PROVIDED INFORMATION:
Start of Block
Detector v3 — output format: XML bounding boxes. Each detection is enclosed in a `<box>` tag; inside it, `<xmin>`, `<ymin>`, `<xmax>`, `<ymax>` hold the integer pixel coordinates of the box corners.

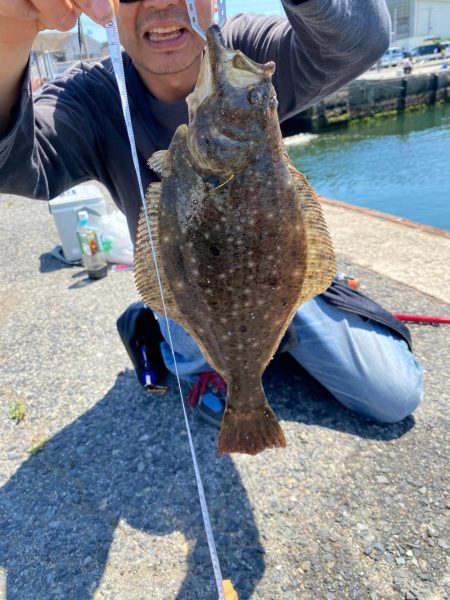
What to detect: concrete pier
<box><xmin>1</xmin><ymin>189</ymin><xmax>449</xmax><ymax>599</ymax></box>
<box><xmin>284</xmin><ymin>62</ymin><xmax>450</xmax><ymax>133</ymax></box>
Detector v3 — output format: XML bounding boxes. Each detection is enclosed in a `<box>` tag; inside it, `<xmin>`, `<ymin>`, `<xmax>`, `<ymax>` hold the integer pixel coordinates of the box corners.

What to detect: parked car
<box><xmin>379</xmin><ymin>47</ymin><xmax>404</xmax><ymax>68</ymax></box>
<box><xmin>411</xmin><ymin>43</ymin><xmax>444</xmax><ymax>62</ymax></box>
End of Block
Transcribe all the lines above exactly, apart from the pictures.

Detector v3 — output format: XML bounding boxes. Each detection is enclosed in a `<box>` tag; inside it, `<xmin>`, `<ymin>`, `<xmax>`, `<ymax>` hold the integer pixel coordinates of the box corners.

What to detect: concrete pier
<box><xmin>1</xmin><ymin>189</ymin><xmax>449</xmax><ymax>599</ymax></box>
<box><xmin>284</xmin><ymin>62</ymin><xmax>450</xmax><ymax>133</ymax></box>
Detector v3 — output format: XML bounding boxes. Each detection is enclosed in a `<box>` tag; inside it, `<xmin>`, `<ymin>`, `<xmax>`, `<ymax>` hold the integer pixel coordinates of the box corners.

What to detect: parked car
<box><xmin>379</xmin><ymin>47</ymin><xmax>404</xmax><ymax>68</ymax></box>
<box><xmin>411</xmin><ymin>43</ymin><xmax>444</xmax><ymax>62</ymax></box>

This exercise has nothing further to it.